+++ Provided material

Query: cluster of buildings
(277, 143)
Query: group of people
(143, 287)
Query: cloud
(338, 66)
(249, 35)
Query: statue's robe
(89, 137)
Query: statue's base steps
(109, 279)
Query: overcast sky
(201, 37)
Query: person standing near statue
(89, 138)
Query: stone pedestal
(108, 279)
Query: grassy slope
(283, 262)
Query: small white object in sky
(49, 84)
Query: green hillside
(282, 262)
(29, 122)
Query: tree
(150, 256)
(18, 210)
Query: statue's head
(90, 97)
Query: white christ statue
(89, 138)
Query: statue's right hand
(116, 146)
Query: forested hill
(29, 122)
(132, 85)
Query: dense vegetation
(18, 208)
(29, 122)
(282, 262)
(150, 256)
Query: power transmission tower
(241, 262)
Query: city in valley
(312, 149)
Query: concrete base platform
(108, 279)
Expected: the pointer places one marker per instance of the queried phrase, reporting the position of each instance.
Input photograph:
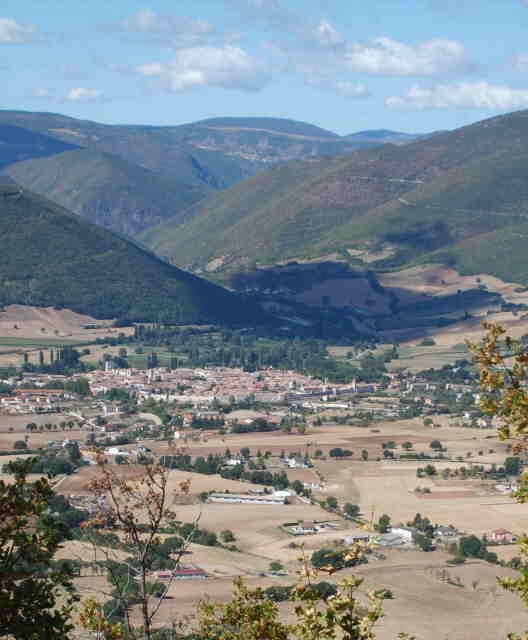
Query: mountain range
(130, 178)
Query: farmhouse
(357, 535)
(405, 533)
(503, 535)
(246, 498)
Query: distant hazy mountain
(17, 143)
(377, 137)
(131, 178)
(51, 257)
(460, 198)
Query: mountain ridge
(389, 197)
(53, 258)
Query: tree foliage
(36, 596)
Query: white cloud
(178, 31)
(228, 67)
(388, 57)
(520, 61)
(13, 32)
(42, 92)
(82, 94)
(324, 34)
(343, 87)
(464, 95)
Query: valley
(279, 324)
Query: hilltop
(391, 207)
(52, 258)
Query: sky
(344, 65)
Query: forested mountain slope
(51, 257)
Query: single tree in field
(352, 510)
(227, 535)
(503, 365)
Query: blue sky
(345, 65)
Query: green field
(40, 342)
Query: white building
(405, 533)
(243, 498)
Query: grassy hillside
(18, 144)
(53, 258)
(279, 125)
(105, 189)
(416, 200)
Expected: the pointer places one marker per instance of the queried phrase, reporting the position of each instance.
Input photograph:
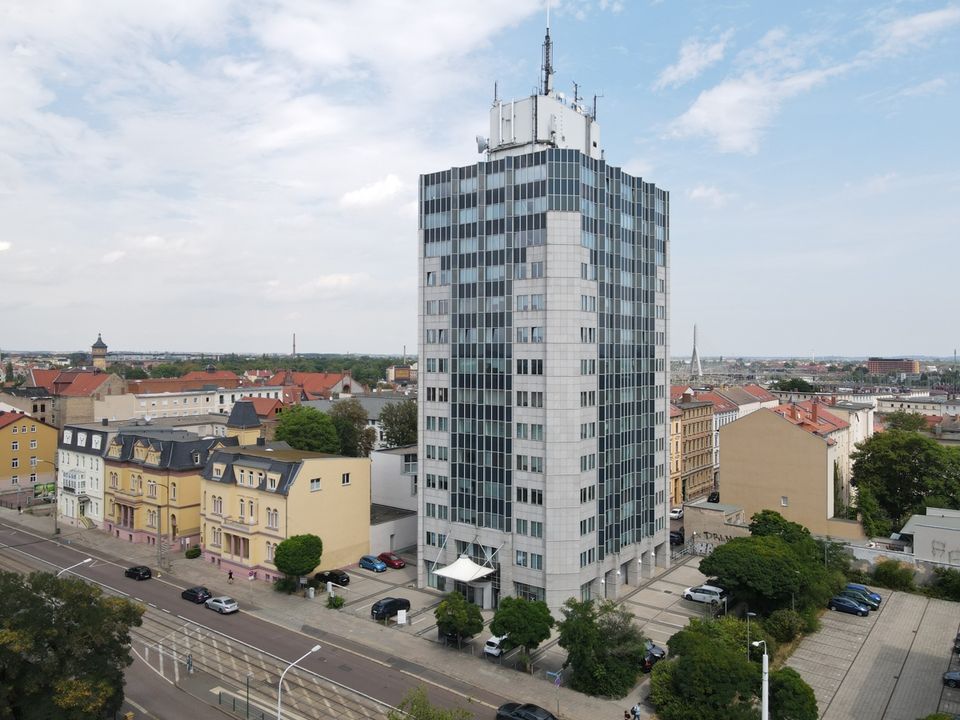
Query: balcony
(240, 524)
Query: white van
(494, 646)
(704, 593)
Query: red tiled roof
(313, 384)
(83, 385)
(9, 418)
(720, 403)
(759, 393)
(802, 415)
(210, 376)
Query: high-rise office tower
(544, 300)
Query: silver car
(222, 604)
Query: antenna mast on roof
(547, 58)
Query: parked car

++++++

◆ **Task brief**:
Give every line of the records above as a Markdown table with the columns No. and Line, numbering the rows and skipping blank lines. Leave the pictures out.

◆ **Final answer**:
| No. | Line |
|---|---|
| 1 | Query: cluster of buildings |
| 2 | (277, 143) |
| 3 | Query: group of people |
| 4 | (143, 287) |
| 5 | Query: cloud |
| 6 | (338, 66) |
| 7 | (249, 35) |
| 8 | Query: statue's robe |
| 9 | (89, 137) |
| 10 | Query: statue's base steps |
| 11 | (109, 279) |
| 12 | Query: overcast sky |
| 13 | (201, 37) |
| 14 | Query: person standing near statue |
| 15 | (89, 138) |
| 16 | Query: stone pedestal |
| 17 | (108, 279) |
| 18 | Query: grassy slope |
| 19 | (283, 262) |
| 20 | Query: small white object in sky |
| 21 | (49, 84) |
| 22 | Query: green hillside |
| 23 | (282, 262) |
| 24 | (29, 122) |
| 25 | Query: tree |
| 26 | (150, 256) |
| 27 | (18, 210) |
| 28 | Query: statue's head |
| 29 | (90, 97) |
| 30 | Query: white christ statue |
| 31 | (89, 138) |
| 32 | Query: statue's right hand |
| 33 | (116, 146) |
| 34 | Query: forested hill |
| 35 | (29, 122) |
| 36 | (132, 85) |
| 37 | Query: dense vegetation |
| 38 | (18, 208) |
| 39 | (29, 122) |
| 40 | (282, 262) |
| 41 | (150, 256) |
| 42 | Query: power transmission tower |
| 43 | (241, 262) |
| 44 | Query: city in valley |
| 45 | (312, 149) |
| 46 | Query: concrete base platform |
| 47 | (108, 279) |
| 48 | Expected: the pointer places one marker per instance of the queried phrase, reporting the position of each instance. |
| 49 | Input photograph: |
| 50 | Query: mountain range |
| 51 | (130, 178) |
| 52 | Query: farmhouse |
| 53 | (357, 535) |
| 54 | (405, 533) |
| 55 | (503, 535) |
| 56 | (246, 498) |
| 57 | Query: distant hazy mountain |
| 58 | (17, 143) |
| 59 | (377, 137) |
| 60 | (131, 178) |
| 61 | (51, 257) |
| 62 | (460, 198) |
| 63 | Query: mountain ridge |
| 64 | (389, 197) |
| 65 | (53, 258) |
| 66 | Query: tree foliage |
| 67 | (36, 596) |
| 68 | Query: white cloud |
| 69 | (178, 31) |
| 70 | (228, 67) |
| 71 | (388, 57) |
| 72 | (520, 61) |
| 73 | (13, 32) |
| 74 | (42, 92) |
| 75 | (82, 94) |
| 76 | (324, 34) |
| 77 | (343, 87) |
| 78 | (464, 95) |
| 79 | Query: valley |
| 80 | (279, 324) |
| 81 | Query: hilltop |
| 82 | (391, 207) |
| 83 | (52, 258) |
| 84 | Query: sky |
| 85 | (344, 65) |
| 86 | Query: forested mountain slope |
| 87 | (51, 257) |
| 88 | Query: single tree in field |
| 89 | (352, 510) |
| 90 | (227, 535) |
| 91 | (503, 365) |
| 92 | Query: blue sky |
| 93 | (345, 65) |
| 94 | Query: green field |
| 95 | (40, 342) |
| 96 | Query: white building |
| 97 | (405, 533) |
| 98 | (243, 498) |
| 99 | Query: grassy hillside |
| 100 | (18, 144) |
| 101 | (53, 258) |
| 102 | (279, 125) |
| 103 | (105, 189) |
| 104 | (416, 200) |
| 105 | Expected: the pointer places one marker per instance of the queried phrase, reporting the position of each instance. |
| 106 | Input photograph: |
| 107 | Query: balcony |
| 108 | (240, 524) |
| 109 | Query: white van |
| 110 | (494, 646) |
| 111 | (704, 593) |
| 112 | Query: red tiled roof |
| 113 | (313, 384) |
| 114 | (83, 385) |
| 115 | (9, 418) |
| 116 | (720, 403) |
| 117 | (759, 393) |
| 118 | (802, 415) |
| 119 | (210, 376) |
| 120 | Query: high-rise office tower |
| 121 | (544, 300) |
| 122 | Query: silver car |
| 123 | (222, 604) |
| 124 | Query: antenna mast on roof |
| 125 | (547, 58) |
| 126 | Query: parked car |